Output the records that follow, keeping every line exactly as it is.

(Data entries)
···
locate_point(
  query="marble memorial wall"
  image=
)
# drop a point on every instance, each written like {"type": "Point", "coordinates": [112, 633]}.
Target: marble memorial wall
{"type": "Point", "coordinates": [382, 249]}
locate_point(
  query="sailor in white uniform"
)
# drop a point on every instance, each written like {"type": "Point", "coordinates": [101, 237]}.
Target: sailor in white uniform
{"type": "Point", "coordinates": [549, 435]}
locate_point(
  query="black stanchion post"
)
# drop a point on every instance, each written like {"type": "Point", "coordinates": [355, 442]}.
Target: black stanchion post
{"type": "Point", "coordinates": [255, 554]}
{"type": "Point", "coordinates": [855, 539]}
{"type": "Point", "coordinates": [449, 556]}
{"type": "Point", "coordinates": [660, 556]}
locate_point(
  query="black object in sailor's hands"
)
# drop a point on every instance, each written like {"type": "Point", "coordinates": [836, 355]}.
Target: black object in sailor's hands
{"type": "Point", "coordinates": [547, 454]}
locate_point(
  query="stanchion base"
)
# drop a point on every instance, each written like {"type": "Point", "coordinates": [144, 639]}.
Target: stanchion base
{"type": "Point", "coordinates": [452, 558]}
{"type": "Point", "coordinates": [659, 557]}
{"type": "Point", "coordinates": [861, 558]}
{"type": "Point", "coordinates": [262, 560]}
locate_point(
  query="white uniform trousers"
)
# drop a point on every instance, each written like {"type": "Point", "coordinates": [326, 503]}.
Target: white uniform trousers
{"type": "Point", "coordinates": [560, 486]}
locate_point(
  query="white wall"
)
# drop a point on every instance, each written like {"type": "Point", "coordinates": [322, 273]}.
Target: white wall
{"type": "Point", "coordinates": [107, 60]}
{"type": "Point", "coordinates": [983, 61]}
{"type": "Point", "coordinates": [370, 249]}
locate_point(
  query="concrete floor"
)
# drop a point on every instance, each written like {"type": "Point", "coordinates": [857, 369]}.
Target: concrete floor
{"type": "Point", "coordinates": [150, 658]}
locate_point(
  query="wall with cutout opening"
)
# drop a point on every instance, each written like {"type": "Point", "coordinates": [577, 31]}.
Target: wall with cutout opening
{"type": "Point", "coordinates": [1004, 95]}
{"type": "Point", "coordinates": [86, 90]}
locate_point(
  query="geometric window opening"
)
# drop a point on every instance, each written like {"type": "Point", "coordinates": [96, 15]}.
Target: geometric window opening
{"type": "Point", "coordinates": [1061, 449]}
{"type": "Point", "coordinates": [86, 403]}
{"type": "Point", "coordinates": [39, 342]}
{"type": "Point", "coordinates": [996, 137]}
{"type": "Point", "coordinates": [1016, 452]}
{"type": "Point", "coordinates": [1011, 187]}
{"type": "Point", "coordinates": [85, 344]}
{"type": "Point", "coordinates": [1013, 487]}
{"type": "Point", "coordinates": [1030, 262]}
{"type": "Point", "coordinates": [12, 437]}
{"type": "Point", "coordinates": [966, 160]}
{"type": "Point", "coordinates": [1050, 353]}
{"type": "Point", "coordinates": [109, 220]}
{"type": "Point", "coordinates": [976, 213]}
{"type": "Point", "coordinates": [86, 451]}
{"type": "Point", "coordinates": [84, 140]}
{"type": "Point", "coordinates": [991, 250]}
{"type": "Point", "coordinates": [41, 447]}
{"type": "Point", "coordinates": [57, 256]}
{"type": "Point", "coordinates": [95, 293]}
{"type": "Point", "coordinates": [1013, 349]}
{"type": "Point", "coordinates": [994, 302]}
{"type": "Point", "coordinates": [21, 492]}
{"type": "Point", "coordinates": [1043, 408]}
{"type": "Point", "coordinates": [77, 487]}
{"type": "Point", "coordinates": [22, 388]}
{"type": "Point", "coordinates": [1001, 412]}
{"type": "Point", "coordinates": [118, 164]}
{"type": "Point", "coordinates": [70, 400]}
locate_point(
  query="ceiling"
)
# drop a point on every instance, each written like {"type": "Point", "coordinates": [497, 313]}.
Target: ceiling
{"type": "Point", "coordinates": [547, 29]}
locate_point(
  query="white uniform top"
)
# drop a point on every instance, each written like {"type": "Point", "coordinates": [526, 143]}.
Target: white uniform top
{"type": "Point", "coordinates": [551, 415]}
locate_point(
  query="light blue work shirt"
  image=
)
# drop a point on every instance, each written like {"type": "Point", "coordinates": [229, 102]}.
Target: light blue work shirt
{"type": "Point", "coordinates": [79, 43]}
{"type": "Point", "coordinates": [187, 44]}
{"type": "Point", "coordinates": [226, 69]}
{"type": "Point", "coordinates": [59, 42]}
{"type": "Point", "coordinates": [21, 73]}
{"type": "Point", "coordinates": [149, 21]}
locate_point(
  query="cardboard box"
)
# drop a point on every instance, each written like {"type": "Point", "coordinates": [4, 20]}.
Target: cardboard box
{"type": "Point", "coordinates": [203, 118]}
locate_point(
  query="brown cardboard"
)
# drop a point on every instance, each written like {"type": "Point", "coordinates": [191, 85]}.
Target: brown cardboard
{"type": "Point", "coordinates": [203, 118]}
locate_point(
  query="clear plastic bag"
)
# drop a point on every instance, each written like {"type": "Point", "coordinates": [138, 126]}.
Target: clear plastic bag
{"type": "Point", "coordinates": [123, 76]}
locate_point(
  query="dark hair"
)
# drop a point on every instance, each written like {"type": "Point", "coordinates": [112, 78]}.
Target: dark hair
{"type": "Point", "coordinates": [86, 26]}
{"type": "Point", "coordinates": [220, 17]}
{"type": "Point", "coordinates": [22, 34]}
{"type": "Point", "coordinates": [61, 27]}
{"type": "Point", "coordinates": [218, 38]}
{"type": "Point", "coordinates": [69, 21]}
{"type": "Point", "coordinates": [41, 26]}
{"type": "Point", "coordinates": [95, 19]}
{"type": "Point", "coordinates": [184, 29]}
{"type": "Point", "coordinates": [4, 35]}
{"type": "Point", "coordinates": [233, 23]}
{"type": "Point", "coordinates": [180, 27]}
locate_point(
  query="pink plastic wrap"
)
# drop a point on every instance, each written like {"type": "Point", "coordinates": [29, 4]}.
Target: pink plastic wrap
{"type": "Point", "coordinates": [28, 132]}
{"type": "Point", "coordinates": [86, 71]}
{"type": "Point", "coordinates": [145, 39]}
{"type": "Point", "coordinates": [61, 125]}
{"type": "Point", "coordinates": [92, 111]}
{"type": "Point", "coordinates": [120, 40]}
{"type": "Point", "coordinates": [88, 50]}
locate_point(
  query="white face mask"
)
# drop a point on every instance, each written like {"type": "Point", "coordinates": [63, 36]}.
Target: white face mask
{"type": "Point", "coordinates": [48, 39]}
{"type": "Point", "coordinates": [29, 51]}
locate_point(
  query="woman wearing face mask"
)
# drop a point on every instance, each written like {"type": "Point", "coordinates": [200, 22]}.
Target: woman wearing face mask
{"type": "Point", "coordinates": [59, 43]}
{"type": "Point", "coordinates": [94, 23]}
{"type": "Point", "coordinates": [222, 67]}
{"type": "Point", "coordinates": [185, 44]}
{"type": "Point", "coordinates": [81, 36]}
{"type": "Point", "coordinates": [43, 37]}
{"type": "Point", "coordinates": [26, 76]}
···
*REPLY*:
locate_point(
  query="marble memorial wall"
  image=
)
# drop a point on every instance, each written like {"type": "Point", "coordinates": [112, 633]}.
Target: marble memorial wall
{"type": "Point", "coordinates": [382, 249]}
locate_point(
  query="sailor in white uniform"
)
# drop a point on every instance, each written like {"type": "Point", "coordinates": [101, 237]}.
Target: sailor in white uniform
{"type": "Point", "coordinates": [549, 435]}
locate_point(
  query="black stanchion post"
)
# drop a point on every instance, each written like {"type": "Point", "coordinates": [355, 442]}.
Target: black stanchion post
{"type": "Point", "coordinates": [255, 554]}
{"type": "Point", "coordinates": [855, 539]}
{"type": "Point", "coordinates": [449, 556]}
{"type": "Point", "coordinates": [660, 556]}
locate_point(
  query="black object in sailor's hands"
)
# drop a point on every instance, each written like {"type": "Point", "coordinates": [836, 355]}.
Target: black object in sailor's hands
{"type": "Point", "coordinates": [547, 454]}
locate_point(
  query="stanchion base"
)
# drop a point on every instance, each written like {"type": "Point", "coordinates": [144, 639]}.
Target: stanchion base
{"type": "Point", "coordinates": [452, 558]}
{"type": "Point", "coordinates": [659, 557]}
{"type": "Point", "coordinates": [861, 558]}
{"type": "Point", "coordinates": [262, 560]}
locate_point(
  query="white uniform trousers"
)
# drop a point on every instance, each written like {"type": "Point", "coordinates": [326, 503]}.
Target: white uniform trousers
{"type": "Point", "coordinates": [560, 486]}
locate_point(
  query="white wall"
)
# drop a point on every instance, each written like {"type": "Point", "coordinates": [322, 273]}.
Target: white wall
{"type": "Point", "coordinates": [107, 60]}
{"type": "Point", "coordinates": [983, 61]}
{"type": "Point", "coordinates": [370, 249]}
locate_point(
  query="concrete floor"
)
# drop a point on every instance, each written like {"type": "Point", "coordinates": [857, 369]}.
Target: concrete floor
{"type": "Point", "coordinates": [150, 658]}
locate_point(
  query="wall with cutout opening"
)
# drop a point on every instance, each written like {"type": "Point", "coordinates": [577, 31]}.
Target: wall with cutout opening
{"type": "Point", "coordinates": [1004, 95]}
{"type": "Point", "coordinates": [86, 90]}
locate_point(
  query="geometric window opening"
)
# drop a point on every instance, each written like {"type": "Point", "coordinates": [96, 15]}.
Target: geometric window opening
{"type": "Point", "coordinates": [1061, 449]}
{"type": "Point", "coordinates": [86, 403]}
{"type": "Point", "coordinates": [39, 342]}
{"type": "Point", "coordinates": [996, 137]}
{"type": "Point", "coordinates": [1016, 452]}
{"type": "Point", "coordinates": [1011, 187]}
{"type": "Point", "coordinates": [85, 344]}
{"type": "Point", "coordinates": [1013, 487]}
{"type": "Point", "coordinates": [1030, 262]}
{"type": "Point", "coordinates": [12, 437]}
{"type": "Point", "coordinates": [966, 160]}
{"type": "Point", "coordinates": [1050, 353]}
{"type": "Point", "coordinates": [109, 220]}
{"type": "Point", "coordinates": [976, 213]}
{"type": "Point", "coordinates": [86, 451]}
{"type": "Point", "coordinates": [84, 140]}
{"type": "Point", "coordinates": [991, 250]}
{"type": "Point", "coordinates": [41, 447]}
{"type": "Point", "coordinates": [57, 256]}
{"type": "Point", "coordinates": [95, 293]}
{"type": "Point", "coordinates": [1013, 349]}
{"type": "Point", "coordinates": [994, 302]}
{"type": "Point", "coordinates": [21, 492]}
{"type": "Point", "coordinates": [1043, 408]}
{"type": "Point", "coordinates": [77, 487]}
{"type": "Point", "coordinates": [22, 388]}
{"type": "Point", "coordinates": [1001, 412]}
{"type": "Point", "coordinates": [118, 164]}
{"type": "Point", "coordinates": [70, 400]}
locate_point(
  query="ceiling"
)
# drop a point on every instance, each written like {"type": "Point", "coordinates": [497, 313]}.
Target: ceiling
{"type": "Point", "coordinates": [547, 29]}
locate_point(
  query="white uniform top"
)
# drop a point on every instance, each written like {"type": "Point", "coordinates": [526, 143]}.
Target: white uniform top
{"type": "Point", "coordinates": [551, 415]}
locate_point(
  query="light blue work shirt"
  image=
)
# drop a point on every instance, each written like {"type": "Point", "coordinates": [229, 102]}.
Target: light blue work shirt
{"type": "Point", "coordinates": [79, 43]}
{"type": "Point", "coordinates": [187, 44]}
{"type": "Point", "coordinates": [226, 69]}
{"type": "Point", "coordinates": [59, 42]}
{"type": "Point", "coordinates": [21, 73]}
{"type": "Point", "coordinates": [149, 21]}
locate_point(
  query="cardboard box"
)
# drop a point on every instance, each written like {"type": "Point", "coordinates": [4, 20]}.
Target: cardboard box
{"type": "Point", "coordinates": [203, 118]}
locate_point(
  query="brown cardboard"
)
# drop a point on every instance, each written like {"type": "Point", "coordinates": [191, 85]}.
Target: brown cardboard
{"type": "Point", "coordinates": [203, 118]}
locate_point(
  query="clear plastic bag"
)
# drop a point on every instance, each written like {"type": "Point", "coordinates": [138, 126]}.
Target: clear plastic bag
{"type": "Point", "coordinates": [123, 76]}
locate_point(
  query="dark hair"
)
# drop a point on every instance, each written like {"type": "Point", "coordinates": [112, 78]}.
Target: dark hair
{"type": "Point", "coordinates": [86, 26]}
{"type": "Point", "coordinates": [220, 17]}
{"type": "Point", "coordinates": [22, 34]}
{"type": "Point", "coordinates": [61, 27]}
{"type": "Point", "coordinates": [218, 38]}
{"type": "Point", "coordinates": [69, 21]}
{"type": "Point", "coordinates": [41, 26]}
{"type": "Point", "coordinates": [95, 19]}
{"type": "Point", "coordinates": [184, 29]}
{"type": "Point", "coordinates": [4, 35]}
{"type": "Point", "coordinates": [233, 23]}
{"type": "Point", "coordinates": [180, 27]}
locate_point(
  query="pink plastic wrap"
)
# drop a point on every instance, each written like {"type": "Point", "coordinates": [29, 4]}.
Target: pink plastic wrap
{"type": "Point", "coordinates": [28, 132]}
{"type": "Point", "coordinates": [86, 71]}
{"type": "Point", "coordinates": [145, 39]}
{"type": "Point", "coordinates": [61, 125]}
{"type": "Point", "coordinates": [92, 111]}
{"type": "Point", "coordinates": [120, 40]}
{"type": "Point", "coordinates": [88, 50]}
locate_point(
  query="white face mask"
)
# drop a point on every instance, each written like {"type": "Point", "coordinates": [63, 36]}.
Target: white face mask
{"type": "Point", "coordinates": [48, 39]}
{"type": "Point", "coordinates": [29, 51]}
locate_point(
  query="woman wearing face mask"
)
# drop a point on every instance, each written like {"type": "Point", "coordinates": [200, 22]}.
Target: woman wearing face mask
{"type": "Point", "coordinates": [59, 43]}
{"type": "Point", "coordinates": [94, 23]}
{"type": "Point", "coordinates": [222, 67]}
{"type": "Point", "coordinates": [185, 44]}
{"type": "Point", "coordinates": [81, 36]}
{"type": "Point", "coordinates": [43, 37]}
{"type": "Point", "coordinates": [26, 76]}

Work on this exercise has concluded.